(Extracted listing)

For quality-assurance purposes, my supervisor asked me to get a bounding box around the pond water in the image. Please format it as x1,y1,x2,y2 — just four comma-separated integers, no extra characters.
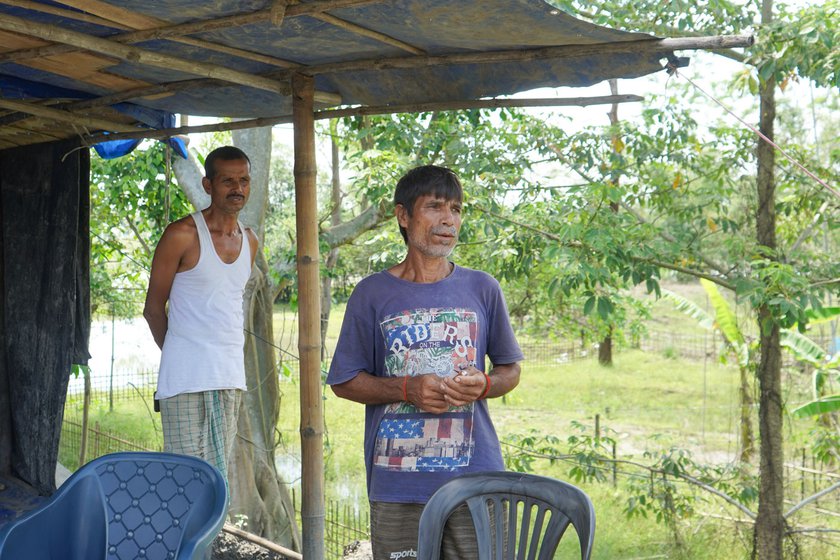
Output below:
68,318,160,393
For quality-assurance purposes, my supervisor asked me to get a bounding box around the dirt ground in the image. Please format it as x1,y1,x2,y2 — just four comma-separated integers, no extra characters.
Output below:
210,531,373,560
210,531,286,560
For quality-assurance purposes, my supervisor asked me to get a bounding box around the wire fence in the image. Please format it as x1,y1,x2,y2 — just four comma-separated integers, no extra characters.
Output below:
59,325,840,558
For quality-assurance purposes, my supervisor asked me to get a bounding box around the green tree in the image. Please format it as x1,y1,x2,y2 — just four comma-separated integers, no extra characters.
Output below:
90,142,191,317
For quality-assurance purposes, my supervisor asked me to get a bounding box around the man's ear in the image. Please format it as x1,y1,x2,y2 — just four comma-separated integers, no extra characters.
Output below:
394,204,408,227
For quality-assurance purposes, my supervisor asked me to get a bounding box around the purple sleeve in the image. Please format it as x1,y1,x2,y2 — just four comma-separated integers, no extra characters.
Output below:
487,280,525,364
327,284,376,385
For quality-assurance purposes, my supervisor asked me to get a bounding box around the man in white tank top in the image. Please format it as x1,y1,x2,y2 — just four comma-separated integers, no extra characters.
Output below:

• **Work instructions**: Render every line of the listing above as a JSON list of strings, one string per line, skipping blank lines. Leave the pictures out of the list.

• **Result for this task**:
[
  "For quality-assurance purposes, my supervisor asked me to get a bounding box around the pond water in the image. Please format it as x1,y1,x2,y2 — just four comma-separated integers, no extra characters.",
  "Output below:",
  "68,318,160,393",
  "For quality-assurance purposes, my supervisor asked me to get a bounding box around the dirt ground in the image. Please format it as x1,y1,x2,y2 — just four comma-separated integers, no extra characters.",
  "Output below:",
  "210,531,373,560",
  "210,531,286,560",
  "For quality-assurance purposes, my supervisor asked me to get a bounding box around the wire fence in the image. Please format it as x1,y1,x2,y2 — just four comma-separated integers, no extra characters.",
  "Output below:",
  "59,325,840,558",
  "For quality-assurance purposes, my supervisor asked me to get a bounding box around the green tree in the image. Please format it as x1,y1,x2,y2 — just four comma-separated integers, no extra characters.",
  "Output below:",
  "90,142,191,317",
  "For quality-assurance purposes, my supervisor asked me to get a bounding box around the man's ear in the image. Please format it as x1,y1,x2,y2 — just four comma-separated integers, no extra characters.",
  "Output below:",
  "394,204,408,227",
  "For quality-assurance purposes, my supervisor asked me to get a bounding box around the purple sleeve in the image. Please format it as x1,y1,x2,y2 — just four comma-separated integers, no extra characters.",
  "Output below:",
  "487,280,525,364",
  "327,284,376,385",
  "For quality-assurance purposes, my supervisor asked me to get a bounding box around the man in white tank top in the image. Please format it as x1,y1,x2,y2 — just four comma-separated integers, no extra characters.",
  "Output below:"
]